Exercise prompt:
Edit all the entries below so that each "marker" becomes "dot", keeping every other part the same. Leave the pictures out of your answer.

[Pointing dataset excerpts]
|---|

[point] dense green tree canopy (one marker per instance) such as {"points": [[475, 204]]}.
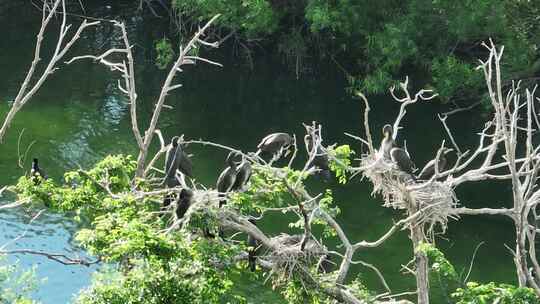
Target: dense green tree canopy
{"points": [[378, 41]]}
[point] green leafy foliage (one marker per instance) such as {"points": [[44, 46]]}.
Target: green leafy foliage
{"points": [[250, 17], [439, 263], [191, 277], [165, 53], [155, 267], [341, 161], [377, 41], [16, 286], [475, 293]]}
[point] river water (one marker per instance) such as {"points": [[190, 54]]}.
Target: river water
{"points": [[79, 116]]}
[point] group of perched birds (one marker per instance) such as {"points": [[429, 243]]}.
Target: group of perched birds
{"points": [[234, 176], [389, 150]]}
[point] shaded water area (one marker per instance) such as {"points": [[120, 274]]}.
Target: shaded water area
{"points": [[79, 116]]}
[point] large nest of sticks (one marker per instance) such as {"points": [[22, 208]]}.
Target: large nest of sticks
{"points": [[400, 191], [289, 255]]}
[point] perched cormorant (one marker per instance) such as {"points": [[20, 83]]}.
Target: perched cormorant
{"points": [[227, 178], [37, 171], [253, 248], [326, 264], [243, 174], [429, 168], [403, 160], [177, 159], [388, 142], [275, 143], [183, 203], [320, 160]]}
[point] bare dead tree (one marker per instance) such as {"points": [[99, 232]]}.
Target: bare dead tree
{"points": [[510, 133], [125, 66], [33, 80]]}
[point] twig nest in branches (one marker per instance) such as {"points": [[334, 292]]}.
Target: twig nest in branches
{"points": [[289, 255], [400, 191]]}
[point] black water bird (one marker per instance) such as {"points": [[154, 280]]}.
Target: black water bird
{"points": [[403, 160], [243, 174], [36, 172], [253, 248], [177, 159], [275, 143], [320, 160], [326, 264], [227, 178], [388, 142], [429, 168], [184, 202]]}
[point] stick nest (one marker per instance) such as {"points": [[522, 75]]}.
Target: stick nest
{"points": [[400, 191], [289, 257]]}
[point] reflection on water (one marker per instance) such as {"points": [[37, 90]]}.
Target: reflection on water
{"points": [[79, 116]]}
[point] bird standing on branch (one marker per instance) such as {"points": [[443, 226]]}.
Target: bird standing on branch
{"points": [[275, 144]]}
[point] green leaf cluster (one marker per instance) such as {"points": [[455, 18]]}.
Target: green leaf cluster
{"points": [[164, 53], [249, 17], [475, 293], [16, 285], [438, 262], [341, 161]]}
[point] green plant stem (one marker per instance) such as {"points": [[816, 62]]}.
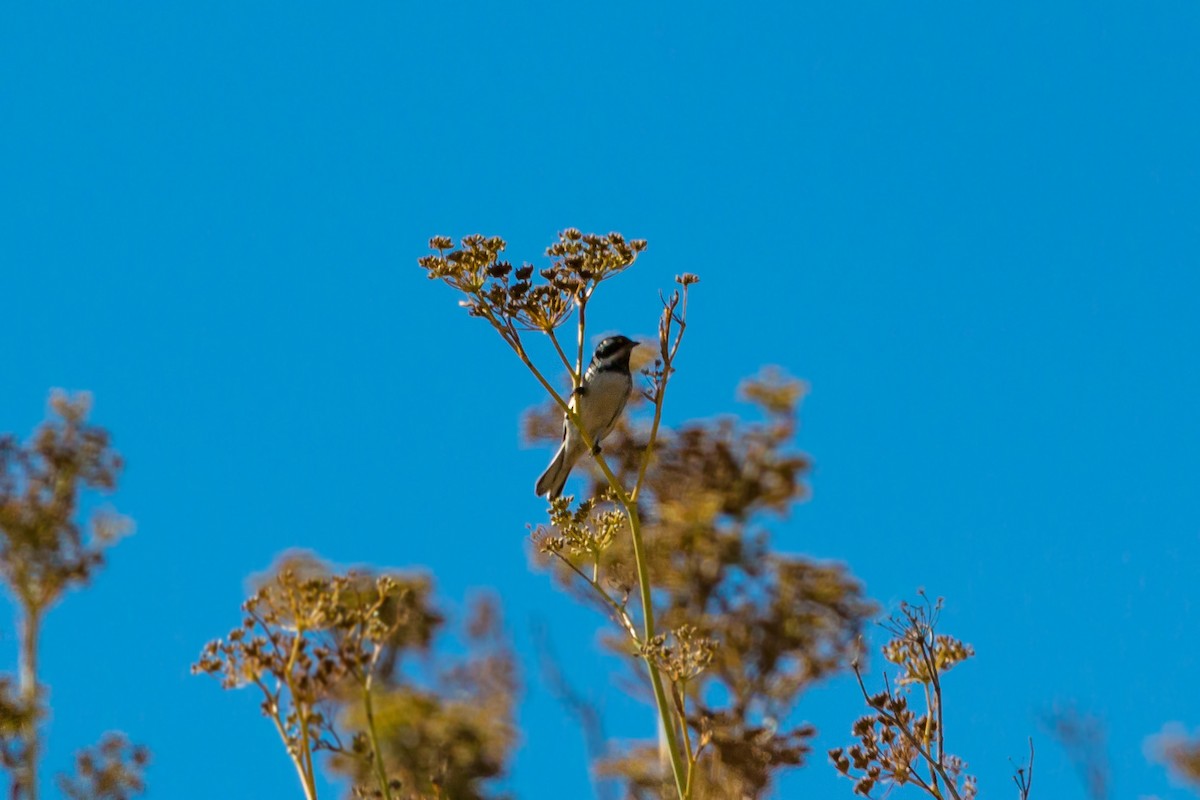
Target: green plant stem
{"points": [[304, 758], [377, 756], [310, 792], [912, 740], [30, 629], [622, 617], [660, 698]]}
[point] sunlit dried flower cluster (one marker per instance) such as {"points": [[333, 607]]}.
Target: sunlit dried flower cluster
{"points": [[898, 745]]}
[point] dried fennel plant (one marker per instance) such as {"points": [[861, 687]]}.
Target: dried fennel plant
{"points": [[43, 552], [514, 302], [325, 650], [747, 630], [897, 746]]}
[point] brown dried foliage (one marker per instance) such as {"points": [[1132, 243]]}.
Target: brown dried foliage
{"points": [[897, 744]]}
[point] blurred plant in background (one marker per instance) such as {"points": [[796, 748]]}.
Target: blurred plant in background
{"points": [[334, 659], [45, 551]]}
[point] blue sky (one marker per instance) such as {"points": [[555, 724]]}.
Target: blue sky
{"points": [[973, 230]]}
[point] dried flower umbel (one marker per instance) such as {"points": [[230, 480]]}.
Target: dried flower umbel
{"points": [[514, 301], [898, 745]]}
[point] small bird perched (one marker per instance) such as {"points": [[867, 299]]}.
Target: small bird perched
{"points": [[599, 402]]}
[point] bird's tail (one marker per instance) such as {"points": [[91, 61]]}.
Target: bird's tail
{"points": [[555, 477]]}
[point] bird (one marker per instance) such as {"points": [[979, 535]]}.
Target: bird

|---|

Solution to the problem:
[point] dense green tree canopy (one dot per instance) such as {"points": [[475, 204]]}.
Target: dense green tree canopy
{"points": [[378, 41]]}
[point] green leafy foliage (one dot per instance) such as {"points": [[44, 46]]}.
Target: green leafy foliage
{"points": [[250, 17], [439, 263], [191, 277], [165, 53], [155, 267], [341, 161], [377, 41], [16, 286], [475, 293]]}
[point] river water (one dot per instance) such as {"points": [[190, 54]]}.
Target: river water
{"points": [[79, 116]]}
[point] group of perched birds (one dot per instance) such as {"points": [[429, 243]]}.
Target: group of perched birds
{"points": [[234, 176], [389, 150]]}
[point] shaded water area (one dot per instance) such as {"points": [[120, 274]]}.
Target: shaded water area
{"points": [[79, 116]]}
[point] large nest of sticks (one dot per instance) such as {"points": [[22, 208]]}.
Target: large nest of sticks
{"points": [[400, 191], [289, 255]]}
[point] perched cormorant (one dot per instance) such as {"points": [[20, 83]]}.
Target: perched cormorant
{"points": [[227, 178], [37, 171], [253, 248], [326, 264], [243, 174], [429, 168], [403, 160], [177, 159], [388, 142], [275, 143], [183, 203], [320, 160]]}
[point] bare dead tree (one dot per instance) such as {"points": [[99, 232]]}.
Target: bare dead tree
{"points": [[510, 133], [125, 66], [33, 80]]}
[point] twig nest in branches (one dot per instance) such as {"points": [[334, 292]]}.
Target: twig nest in branches
{"points": [[289, 255], [400, 191]]}
[point] black water bird (one dot per instance) such as {"points": [[154, 280]]}.
Target: black water bird
{"points": [[403, 160], [243, 174], [36, 172], [253, 248], [177, 159], [275, 143], [320, 160], [326, 264], [227, 178], [388, 142], [429, 168], [184, 202]]}
[point] stick nest (one dot per instance) such as {"points": [[522, 75]]}.
Target: stick nest
{"points": [[400, 191], [289, 257]]}
[point] reflection on water (one dot per instance) such as {"points": [[37, 90]]}.
Target: reflection on water
{"points": [[79, 116]]}
[point] bird standing on branch (one dot per instance) such as {"points": [[443, 226]]}.
Target: bird standing on branch
{"points": [[275, 144]]}
[point] green leaf cluster (one dot per instance) such as {"points": [[455, 18]]}.
Target: green leaf cluster
{"points": [[164, 53], [249, 17], [475, 293], [16, 285], [438, 262], [341, 161]]}
[point] green plant stem (one dot per instance) such as {"points": [[816, 62]]}.
Target: green plant stem
{"points": [[304, 758], [377, 756], [310, 792], [912, 740], [30, 629], [622, 617], [660, 698]]}
[point] sunlit dried flower cluster (one dot per instance) such as {"points": [[333, 607]]}.
Target: sunlit dried flower cluster
{"points": [[898, 745]]}
[point] dried fennel plant (one dot per instance) such as {"points": [[861, 687]]}.
Target: dried fennel plant
{"points": [[43, 552], [514, 302], [325, 650], [747, 630], [897, 746]]}
[point] brown dried foliage (one dot per instance) such as {"points": [[1132, 243]]}.
Target: brown dried foliage
{"points": [[897, 744]]}
[point] blurred plant in background (one dot per instance) such as {"points": [[796, 748]]}.
Target: blurred plant in background
{"points": [[334, 659], [45, 551]]}
[point] blue sky (one dot per instance) such as {"points": [[555, 724]]}.
Target: blue sky
{"points": [[973, 230]]}
[point] dried flower umbel (one dot per instance) such as {"points": [[230, 480]]}.
Target: dried flower umbel
{"points": [[514, 301], [898, 745]]}
[point] small bird perched (one dot per instance) such as {"points": [[867, 299]]}.
Target: small bird perched
{"points": [[599, 402]]}
[point] bird's tail (one dot per instance) such as {"points": [[91, 61]]}.
Target: bird's tail
{"points": [[555, 477]]}
[point] bird (one dot per instance) such as {"points": [[979, 535]]}.
Target: bird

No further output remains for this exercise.